**Data supplied:**
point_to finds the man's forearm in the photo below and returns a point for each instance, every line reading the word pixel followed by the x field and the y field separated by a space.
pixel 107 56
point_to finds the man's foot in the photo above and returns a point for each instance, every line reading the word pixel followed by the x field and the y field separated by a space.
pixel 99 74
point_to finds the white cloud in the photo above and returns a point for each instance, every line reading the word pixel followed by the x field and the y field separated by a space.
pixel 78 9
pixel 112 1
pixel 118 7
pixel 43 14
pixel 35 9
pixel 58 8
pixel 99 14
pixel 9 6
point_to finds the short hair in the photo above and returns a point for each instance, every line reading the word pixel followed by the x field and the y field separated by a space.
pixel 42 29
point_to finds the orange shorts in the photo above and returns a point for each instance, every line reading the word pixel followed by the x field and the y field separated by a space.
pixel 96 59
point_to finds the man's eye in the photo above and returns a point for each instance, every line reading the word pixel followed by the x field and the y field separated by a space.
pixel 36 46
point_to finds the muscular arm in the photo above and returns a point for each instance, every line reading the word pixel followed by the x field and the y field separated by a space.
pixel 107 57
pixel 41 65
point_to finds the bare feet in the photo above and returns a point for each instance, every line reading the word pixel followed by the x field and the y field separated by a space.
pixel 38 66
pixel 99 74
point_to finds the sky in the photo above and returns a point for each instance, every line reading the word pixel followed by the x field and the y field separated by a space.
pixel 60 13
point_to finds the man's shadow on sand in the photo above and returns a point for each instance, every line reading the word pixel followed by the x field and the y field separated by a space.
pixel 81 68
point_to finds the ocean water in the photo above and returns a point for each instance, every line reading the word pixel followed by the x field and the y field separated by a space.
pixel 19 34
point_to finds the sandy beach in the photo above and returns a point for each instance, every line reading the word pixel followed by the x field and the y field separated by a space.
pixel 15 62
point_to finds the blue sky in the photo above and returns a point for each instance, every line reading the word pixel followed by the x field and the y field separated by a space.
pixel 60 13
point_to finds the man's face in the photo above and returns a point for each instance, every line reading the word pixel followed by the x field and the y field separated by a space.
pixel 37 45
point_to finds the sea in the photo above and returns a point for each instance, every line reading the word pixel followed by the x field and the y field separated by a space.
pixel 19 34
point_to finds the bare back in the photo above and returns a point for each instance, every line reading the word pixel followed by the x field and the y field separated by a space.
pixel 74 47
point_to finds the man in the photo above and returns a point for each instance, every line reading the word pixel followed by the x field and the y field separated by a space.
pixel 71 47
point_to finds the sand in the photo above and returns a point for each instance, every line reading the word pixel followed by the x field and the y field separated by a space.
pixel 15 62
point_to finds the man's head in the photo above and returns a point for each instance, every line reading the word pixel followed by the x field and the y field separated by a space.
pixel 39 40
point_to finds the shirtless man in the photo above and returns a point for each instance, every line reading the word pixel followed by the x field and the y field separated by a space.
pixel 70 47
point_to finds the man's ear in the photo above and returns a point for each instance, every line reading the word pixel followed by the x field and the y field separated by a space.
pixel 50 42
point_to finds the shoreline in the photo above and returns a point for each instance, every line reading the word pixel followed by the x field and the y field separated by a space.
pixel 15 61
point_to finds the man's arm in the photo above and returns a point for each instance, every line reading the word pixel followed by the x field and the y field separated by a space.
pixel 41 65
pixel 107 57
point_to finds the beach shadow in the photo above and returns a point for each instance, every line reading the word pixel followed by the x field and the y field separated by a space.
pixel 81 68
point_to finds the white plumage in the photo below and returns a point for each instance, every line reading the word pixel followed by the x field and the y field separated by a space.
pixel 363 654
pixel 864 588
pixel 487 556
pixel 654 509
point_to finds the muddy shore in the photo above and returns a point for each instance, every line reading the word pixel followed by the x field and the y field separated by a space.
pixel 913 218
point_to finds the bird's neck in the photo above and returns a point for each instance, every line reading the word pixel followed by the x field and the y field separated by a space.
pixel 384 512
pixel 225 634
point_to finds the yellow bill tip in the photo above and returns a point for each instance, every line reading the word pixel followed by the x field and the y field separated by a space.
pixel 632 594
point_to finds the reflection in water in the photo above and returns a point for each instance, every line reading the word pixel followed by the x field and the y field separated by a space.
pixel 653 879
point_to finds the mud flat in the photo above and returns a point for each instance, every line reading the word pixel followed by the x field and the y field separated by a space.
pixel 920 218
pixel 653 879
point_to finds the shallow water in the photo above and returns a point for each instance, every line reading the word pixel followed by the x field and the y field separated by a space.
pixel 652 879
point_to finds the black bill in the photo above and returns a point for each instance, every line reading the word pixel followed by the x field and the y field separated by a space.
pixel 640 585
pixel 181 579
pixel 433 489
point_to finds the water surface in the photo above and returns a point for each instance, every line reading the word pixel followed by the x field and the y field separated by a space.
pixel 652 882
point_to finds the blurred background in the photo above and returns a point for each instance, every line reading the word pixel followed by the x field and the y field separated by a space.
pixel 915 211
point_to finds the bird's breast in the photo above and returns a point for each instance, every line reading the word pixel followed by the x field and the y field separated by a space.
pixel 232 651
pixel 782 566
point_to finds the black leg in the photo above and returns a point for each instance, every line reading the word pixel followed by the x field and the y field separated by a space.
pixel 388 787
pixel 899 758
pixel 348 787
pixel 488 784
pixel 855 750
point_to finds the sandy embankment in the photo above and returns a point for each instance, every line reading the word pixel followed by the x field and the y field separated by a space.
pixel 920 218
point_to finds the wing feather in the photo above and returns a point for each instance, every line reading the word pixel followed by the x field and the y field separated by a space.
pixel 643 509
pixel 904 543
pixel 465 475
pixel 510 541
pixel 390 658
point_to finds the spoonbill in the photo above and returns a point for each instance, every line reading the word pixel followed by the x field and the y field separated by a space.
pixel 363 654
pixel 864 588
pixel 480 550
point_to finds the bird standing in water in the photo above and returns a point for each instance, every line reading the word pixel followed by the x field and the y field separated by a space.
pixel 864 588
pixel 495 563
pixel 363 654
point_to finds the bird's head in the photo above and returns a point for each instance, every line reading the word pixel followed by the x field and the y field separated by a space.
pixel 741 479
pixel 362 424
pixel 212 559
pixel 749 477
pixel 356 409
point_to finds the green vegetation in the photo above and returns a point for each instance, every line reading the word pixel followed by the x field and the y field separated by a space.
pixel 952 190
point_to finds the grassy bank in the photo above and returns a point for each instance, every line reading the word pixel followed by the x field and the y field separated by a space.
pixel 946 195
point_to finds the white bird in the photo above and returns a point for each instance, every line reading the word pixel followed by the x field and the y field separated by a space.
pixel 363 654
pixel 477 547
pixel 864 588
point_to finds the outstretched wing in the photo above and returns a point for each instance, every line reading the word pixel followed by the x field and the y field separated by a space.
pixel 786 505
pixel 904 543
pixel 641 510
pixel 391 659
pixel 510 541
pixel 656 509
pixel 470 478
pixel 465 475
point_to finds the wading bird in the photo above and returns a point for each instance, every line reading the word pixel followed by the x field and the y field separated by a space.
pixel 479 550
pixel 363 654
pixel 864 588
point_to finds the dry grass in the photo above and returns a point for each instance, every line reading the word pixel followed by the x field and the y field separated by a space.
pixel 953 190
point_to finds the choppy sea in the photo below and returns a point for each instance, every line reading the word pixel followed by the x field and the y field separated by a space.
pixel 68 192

**Prompt:** Please quote the data above in full, with no line missing.

**Final result:**
point_to finds the man's forearm in the photo below and returns a point for each instance, every line reading the word pixel followed by the x field and the y field separated by a space.
pixel 107 56
point_to finds the man's foot in the photo above and returns a point for each instance, every line reading the word pixel followed by the x field and the y field separated by a space.
pixel 99 74
point_to finds the white cloud in the photo above and returns a point for each instance, every line reading the word pixel followed by the x field and the y field separated by a space.
pixel 78 9
pixel 112 1
pixel 118 7
pixel 43 14
pixel 35 9
pixel 58 8
pixel 99 14
pixel 9 6
point_to finds the short hair in the photo above and returns a point for each instance, every line reading the word pixel followed by the x field and the y field separated by a space.
pixel 42 29
point_to finds the orange shorts in the photo above and returns a point for each instance, every line reading the word pixel followed by the x field and the y field separated by a space.
pixel 96 59
point_to finds the man's eye in the photo above and returns a point for each instance, every line reading the word pixel followed by the x field and the y field separated by a space.
pixel 36 46
point_to finds the muscular arm in the photo above and returns a point for each instance, every line reading the word pixel followed by the x field and the y field separated by a space.
pixel 107 57
pixel 41 65
point_to finds the bare feet in the photo above and returns a point for each instance, every line reading the word pixel followed by the x field and the y field separated by a space.
pixel 38 66
pixel 99 74
point_to finds the sky in the photo above and returns a point for each instance, every line reading the word pixel followed by the x field and the y field separated by a space.
pixel 60 13
point_to finds the man's shadow on sand in the photo above and returns a point for each instance, every line reading the word pixel followed by the x field and the y field separated by a space.
pixel 81 68
point_to finds the ocean water in the photo above and returns a point for each instance, every line reading the word pixel followed by the x field and the y field separated by a space.
pixel 19 34
point_to finds the sandy beach in the photo above and returns a point for each instance, every line reading the word pixel followed by the x field and the y field separated by a space.
pixel 15 62
point_to finds the blue sky in the photo above and returns a point for each instance, every line reading the word pixel followed by the x field and the y field separated by a space.
pixel 60 13
point_to finds the man's face in the photo above and returns a point for each instance, every line reading the word pixel followed by the x field and the y field separated by a space.
pixel 37 45
point_to finds the sea in the photo above and returns a point for each instance, every line reading the word pixel followed by the x field and the y field separated by a space.
pixel 19 34
point_to finds the bare back in the photo above and returns a point for each instance, every line reading the word pixel followed by the x field and the y field separated by a space.
pixel 74 47
point_to finds the man in the photo above and returns a point for each instance, every line reading the word pixel followed by the x field and the y field separated by a space.
pixel 71 47
point_to finds the sand in the photo above and returns a point for each instance, every line reading the word pixel followed by the x field and the y field separated by a space.
pixel 15 62
point_to finds the man's head in the photo above and returns a point for each instance, every line reading the word pixel followed by the x field and the y field separated by a space.
pixel 39 40
point_to finds the shirtless man in the photo above and returns a point for each instance, every line reading the word pixel followed by the x field and the y field separated by a space.
pixel 70 47
point_to finds the man's ear in the photo above and returns a point for each instance, every line reading the word pixel followed by the x field and the y field separated by a space.
pixel 50 42
point_to finds the shoreline in the photo above and returns a point for each instance, every line reading the word pixel followed by the x field and the y field separated by a space.
pixel 15 61
point_to finds the man's arm in the photo above and returns a point for each instance, every line reading the word pixel followed by the x field and the y field separated by a space.
pixel 41 65
pixel 107 57
point_to finds the beach shadow in the photo above and returns a point for each instance, every line reading the word pixel followed by the x field and the y field separated by a space.
pixel 81 68
point_to finds the white plumage in the photo below and returns a point for each instance, every line reading the word pixel followed by the x field and the y field separated by a space.
pixel 363 654
pixel 864 588
pixel 487 556
pixel 654 509
point_to finds the muddy shore in the photo above and returns a point for each instance, every line reading the word pixel followed by the x field and the y field separated by a space.
pixel 913 218
point_to finds the bird's neck in the photo above and returns a point for each instance, every line reading the word pixel followed by the x field and the y field separated by a space.
pixel 384 512
pixel 225 634
point_to finds the yellow bill tip in the photo above and returns a point for each instance, every line reading the word pixel followed by the x field and the y field separated by a space.
pixel 632 594
point_to finds the reflection in water in the photo above and returns a point for each instance, every line reading the word pixel followed by the x field and the y field separated by a space.
pixel 653 879
point_to finds the mud flat in the photo above and returns a point for each instance, every line reading the word pixel followed by the x field and the y field separated by a space.
pixel 920 218
pixel 653 879
point_to finds the shallow water in the photo above and returns a point for each instance, every line reading the word pixel followed by the x field and the y field separated by a space.
pixel 652 879
point_to finds the black bill in the photo above and returns a point for each instance, every line reading the word pixel followed by the x field and the y field separated by a space.
pixel 640 585
pixel 181 579
pixel 433 489
point_to finds the water surface in the photo above and returns a point for each instance, every line reading the word pixel followed by the x field and the y field separated by a space.
pixel 652 882
point_to finds the blurred background in the photo above and returns a point for each instance, every line reading the word pixel followed by the x field and the y field separated by a space.
pixel 915 211
point_to finds the bird's breast in the photo above and returns a point for each instance, every line reading the word pixel followed by the x field and the y field separated by a space.
pixel 232 651
pixel 782 566
point_to finds the black leg in the photo above and returns a point for each instance, every line reading the word pixel followed by the x field and the y field separated by a space.
pixel 388 787
pixel 899 758
pixel 348 787
pixel 488 784
pixel 855 750
point_to finds the sandy embankment in the photo above and returns a point for each instance, every line reading the word pixel followed by the x field and the y field separated by a space.
pixel 920 218
point_to finds the wing feather in the photo above and returns a point for each instance, every line reading the word pixel followed by the x field and the y field separated by a space.
pixel 643 509
pixel 904 543
pixel 465 475
pixel 510 541
pixel 390 658
point_to finds the spoonbill in the photo above and returns a point for each instance, every line reading the word pixel followed by the x field and the y field separated by a space.
pixel 363 654
pixel 864 588
pixel 480 550
point_to finds the bird standing in water in the photo above and returns a point for each instance, every line reading the word pixel followed by the x field and the y field separated by a space.
pixel 864 588
pixel 495 563
pixel 363 654
point_to finds the bird's head in the photo above and returns a point for each instance, every line reading the word pixel followed by the x field and the y field separated by a space.
pixel 741 479
pixel 362 424
pixel 212 559
pixel 749 477
pixel 356 409
point_to finds the green vegetation in the photo above and returns a point for each instance, every line reading the word pixel followed by the x field and the y field separated by a space.
pixel 952 190
point_to finds the grassy bank in the photo above and returns a point for each instance, every line reading the word pixel followed by the x field and the y field separated by a space.
pixel 946 195
point_to finds the white bird in the photo above and returns a point for each instance, every line reading the word pixel followed by the x field and the y field separated by a space.
pixel 363 654
pixel 477 547
pixel 864 588
point_to finds the outstretched wing in the photo above and returns a point for each instance, every line reading the word pixel followed by the x field and the y field separated by a space.
pixel 786 505
pixel 904 543
pixel 641 510
pixel 391 659
pixel 510 541
pixel 656 509
pixel 470 478
pixel 465 475
point_to finds the wading bird in the photo above and returns a point for each instance, every line reading the word pixel followed by the x field and the y field separated by a space.
pixel 479 550
pixel 363 654
pixel 864 588
point_to finds the dry grass in the photo above and returns a point for each instance, every line reading the word pixel followed by the x field and the y field separated by a space.
pixel 953 190
point_to finds the choppy sea in the photo below and returns a point for each instance, every line reading the word pixel followed by the x field and the y field separated by a space.
pixel 68 192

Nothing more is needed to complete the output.